WRITTEN EXERCISE:
Locate each line in the records below that contains the word "fence" and copy those lines out, treating uppercase and lowercase as different.

DATA TO PROCESS:
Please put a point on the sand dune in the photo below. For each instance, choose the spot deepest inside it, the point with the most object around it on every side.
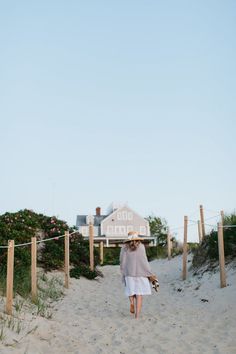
(194, 316)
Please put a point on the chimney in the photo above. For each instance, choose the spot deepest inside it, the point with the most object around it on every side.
(98, 211)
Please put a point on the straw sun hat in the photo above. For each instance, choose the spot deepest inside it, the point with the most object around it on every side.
(133, 236)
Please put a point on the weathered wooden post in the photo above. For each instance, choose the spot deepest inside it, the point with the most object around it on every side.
(91, 244)
(199, 231)
(33, 269)
(222, 216)
(10, 276)
(101, 252)
(168, 245)
(202, 221)
(67, 259)
(221, 255)
(185, 248)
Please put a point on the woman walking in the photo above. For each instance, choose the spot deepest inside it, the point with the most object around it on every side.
(135, 271)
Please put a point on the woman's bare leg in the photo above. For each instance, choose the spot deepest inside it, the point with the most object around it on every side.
(131, 299)
(139, 299)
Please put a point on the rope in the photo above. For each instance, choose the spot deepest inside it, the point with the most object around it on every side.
(40, 241)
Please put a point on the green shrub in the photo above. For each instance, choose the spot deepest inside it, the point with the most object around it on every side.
(24, 225)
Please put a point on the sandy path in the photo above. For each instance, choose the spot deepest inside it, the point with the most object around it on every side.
(94, 317)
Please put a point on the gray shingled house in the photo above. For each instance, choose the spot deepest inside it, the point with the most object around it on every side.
(114, 226)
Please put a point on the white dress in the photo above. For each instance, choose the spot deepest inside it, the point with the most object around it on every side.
(137, 286)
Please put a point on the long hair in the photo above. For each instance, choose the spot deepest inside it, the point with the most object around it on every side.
(133, 245)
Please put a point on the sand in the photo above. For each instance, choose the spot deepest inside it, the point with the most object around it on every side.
(194, 316)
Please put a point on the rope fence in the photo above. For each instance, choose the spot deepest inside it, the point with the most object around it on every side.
(201, 231)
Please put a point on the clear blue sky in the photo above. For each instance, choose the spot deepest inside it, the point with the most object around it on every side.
(131, 101)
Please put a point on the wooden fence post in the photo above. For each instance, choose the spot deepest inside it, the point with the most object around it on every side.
(91, 250)
(221, 255)
(67, 259)
(101, 252)
(10, 276)
(168, 245)
(199, 231)
(33, 269)
(185, 248)
(202, 221)
(222, 216)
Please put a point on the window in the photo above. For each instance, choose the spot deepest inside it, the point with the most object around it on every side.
(124, 215)
(130, 216)
(142, 230)
(109, 230)
(122, 230)
(129, 228)
(84, 230)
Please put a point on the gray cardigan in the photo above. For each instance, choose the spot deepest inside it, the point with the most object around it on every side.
(134, 263)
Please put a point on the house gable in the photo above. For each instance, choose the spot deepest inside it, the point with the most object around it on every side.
(123, 220)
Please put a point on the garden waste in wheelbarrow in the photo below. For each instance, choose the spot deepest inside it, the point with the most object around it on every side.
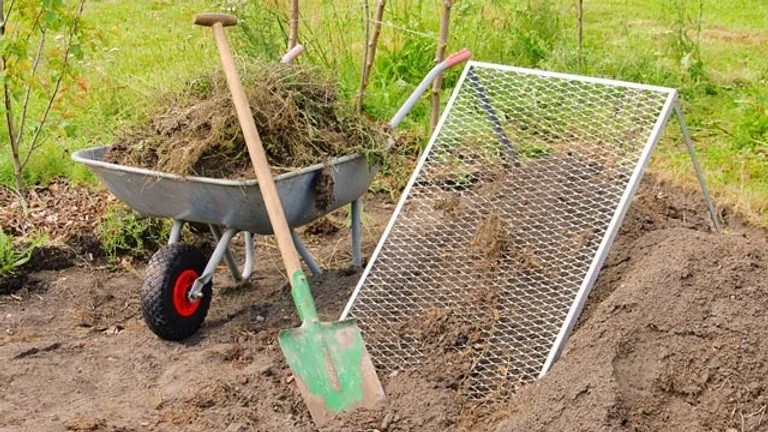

SOLUTION TO THIS EXERCISE:
Please put a point on the rope fence in the photo above. For each instance, choose the spot deepest inside it, the point with the most object around it on every side.
Please put a point on the wooden fence post in the photo above. For each instance, choose the spot deepest inside it, the point with the most object around it on every side.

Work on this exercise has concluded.